> [Excerpted text]
----------

It’s the post-AWP edition of Loomings!
The jet lag has mostly abated; I’ve enjoyed at least several lunches since coming home that weren’t Clif bars; I have not been able to teach Roo and Gil to make me Totoro latte art like the amazing baristas at Moore Coffee; the re-entry into Regular Life continues.
Every year’s pilgrimage to the Association of Writers & Writing Programs annual conference is a joyous/frantic endeavor for me, landing among thousands of other writers from my one-horse town. AWP is an exponential class reunion; unlike the reunions for graduating classes, where there’s a finite number of people invited and the number who turn up each year dwindles, every residency, every reading, every workshop, every AWP itself adds more people to the possible pool of visits to make, coffees and catch-ups and fly-bys and schedule snafus. At every hour between nine a.m. and five p.m., there are more than twenty choices of concurrently running panels, and also a book fair hosting actual hundreds of presses and literary mags and residencies and other writing-adjacent organizations. That’s not even counting the off-site readings after hours and the various beauties of the hosting city. It’s wonderful, especially for folks like me who have to drive more than thirty minutes to get to the nearest bookstore.

----------

Pointing and labeling entries:
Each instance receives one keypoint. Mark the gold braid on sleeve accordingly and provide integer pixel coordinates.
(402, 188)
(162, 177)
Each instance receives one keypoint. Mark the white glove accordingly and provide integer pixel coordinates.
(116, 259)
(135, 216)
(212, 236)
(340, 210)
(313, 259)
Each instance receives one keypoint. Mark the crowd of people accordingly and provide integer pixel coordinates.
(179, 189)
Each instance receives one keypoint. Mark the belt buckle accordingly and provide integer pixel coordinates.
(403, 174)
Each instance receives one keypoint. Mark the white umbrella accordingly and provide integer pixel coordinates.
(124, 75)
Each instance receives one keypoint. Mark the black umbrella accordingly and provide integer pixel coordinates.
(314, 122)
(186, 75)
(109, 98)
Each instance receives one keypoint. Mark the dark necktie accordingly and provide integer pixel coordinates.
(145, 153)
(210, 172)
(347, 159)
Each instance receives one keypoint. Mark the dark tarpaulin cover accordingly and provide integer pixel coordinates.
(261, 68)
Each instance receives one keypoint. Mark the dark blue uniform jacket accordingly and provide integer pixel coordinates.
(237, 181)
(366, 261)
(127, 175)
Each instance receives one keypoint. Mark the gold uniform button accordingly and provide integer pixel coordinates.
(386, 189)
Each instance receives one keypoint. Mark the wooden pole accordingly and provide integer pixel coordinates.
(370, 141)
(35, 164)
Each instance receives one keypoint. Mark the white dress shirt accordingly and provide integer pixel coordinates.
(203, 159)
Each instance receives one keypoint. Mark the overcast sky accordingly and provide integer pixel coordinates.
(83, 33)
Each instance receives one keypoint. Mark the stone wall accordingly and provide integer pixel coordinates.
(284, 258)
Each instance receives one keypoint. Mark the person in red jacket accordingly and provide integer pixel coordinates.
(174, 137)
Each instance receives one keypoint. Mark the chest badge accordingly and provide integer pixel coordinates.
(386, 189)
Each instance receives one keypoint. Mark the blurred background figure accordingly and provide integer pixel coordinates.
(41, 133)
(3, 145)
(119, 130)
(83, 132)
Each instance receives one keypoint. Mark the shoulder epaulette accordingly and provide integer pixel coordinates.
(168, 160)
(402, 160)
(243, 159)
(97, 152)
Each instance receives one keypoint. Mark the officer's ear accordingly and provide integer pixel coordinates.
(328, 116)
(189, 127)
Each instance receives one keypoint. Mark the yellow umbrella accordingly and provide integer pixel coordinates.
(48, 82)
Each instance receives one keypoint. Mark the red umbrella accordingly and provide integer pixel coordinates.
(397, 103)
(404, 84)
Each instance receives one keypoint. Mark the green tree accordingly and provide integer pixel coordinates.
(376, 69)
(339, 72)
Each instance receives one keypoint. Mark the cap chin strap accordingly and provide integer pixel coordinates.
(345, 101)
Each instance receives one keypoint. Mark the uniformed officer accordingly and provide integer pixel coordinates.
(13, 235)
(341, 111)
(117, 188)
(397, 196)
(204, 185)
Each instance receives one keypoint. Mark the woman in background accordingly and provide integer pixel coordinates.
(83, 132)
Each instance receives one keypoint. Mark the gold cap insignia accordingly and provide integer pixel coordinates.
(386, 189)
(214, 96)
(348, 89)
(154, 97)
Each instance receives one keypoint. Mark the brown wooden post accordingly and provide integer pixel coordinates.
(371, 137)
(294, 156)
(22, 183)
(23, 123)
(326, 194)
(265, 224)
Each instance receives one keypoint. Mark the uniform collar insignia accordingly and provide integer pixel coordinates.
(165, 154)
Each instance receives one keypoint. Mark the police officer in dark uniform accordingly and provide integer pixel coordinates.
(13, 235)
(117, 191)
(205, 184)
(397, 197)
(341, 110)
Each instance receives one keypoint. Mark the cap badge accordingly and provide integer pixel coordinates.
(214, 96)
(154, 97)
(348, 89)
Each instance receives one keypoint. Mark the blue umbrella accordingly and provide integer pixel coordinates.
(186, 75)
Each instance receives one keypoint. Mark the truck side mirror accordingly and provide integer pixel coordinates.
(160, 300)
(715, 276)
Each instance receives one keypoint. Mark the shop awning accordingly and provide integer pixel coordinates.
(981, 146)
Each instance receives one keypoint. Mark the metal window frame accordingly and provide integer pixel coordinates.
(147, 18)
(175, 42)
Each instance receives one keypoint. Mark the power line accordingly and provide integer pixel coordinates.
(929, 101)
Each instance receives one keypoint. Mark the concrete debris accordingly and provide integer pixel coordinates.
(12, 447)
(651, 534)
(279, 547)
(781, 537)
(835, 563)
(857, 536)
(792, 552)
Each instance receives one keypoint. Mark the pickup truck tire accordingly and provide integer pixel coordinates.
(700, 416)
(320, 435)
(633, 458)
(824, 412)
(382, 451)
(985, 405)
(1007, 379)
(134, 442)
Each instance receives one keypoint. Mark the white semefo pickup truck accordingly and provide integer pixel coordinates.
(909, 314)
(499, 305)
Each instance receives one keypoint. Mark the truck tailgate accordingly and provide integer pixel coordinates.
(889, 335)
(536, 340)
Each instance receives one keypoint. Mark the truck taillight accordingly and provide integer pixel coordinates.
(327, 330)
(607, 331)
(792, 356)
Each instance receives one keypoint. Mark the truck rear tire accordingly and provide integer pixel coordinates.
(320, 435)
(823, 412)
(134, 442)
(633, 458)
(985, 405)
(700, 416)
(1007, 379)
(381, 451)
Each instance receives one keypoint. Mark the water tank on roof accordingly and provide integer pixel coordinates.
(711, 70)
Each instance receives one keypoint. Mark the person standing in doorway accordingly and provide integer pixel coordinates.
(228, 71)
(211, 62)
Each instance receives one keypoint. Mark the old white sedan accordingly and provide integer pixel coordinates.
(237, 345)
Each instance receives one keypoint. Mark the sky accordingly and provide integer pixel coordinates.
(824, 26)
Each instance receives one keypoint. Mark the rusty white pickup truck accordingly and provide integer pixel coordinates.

----------

> [Your tasks]
(1) From the Loomings post, extract the passage between "It’s the post-AWP" and "Regular Life continues.", inclusive.
(2) According to the Loomings post, how long does the writer have to drive to reach the nearest bookstore?

> [Outputs in order]
(1)
It’s the post-AWP edition of Loomings!
The jet lag has mostly abated; I’ve enjoyed at least several lunches since coming home that weren’t Clif bars; I have not been able to teach Roo and Gil to make me Totoro latte art like the amazing baristas at Moore Coffee; the re-entry into Regular Life continues.

(2) More than thirty minutes.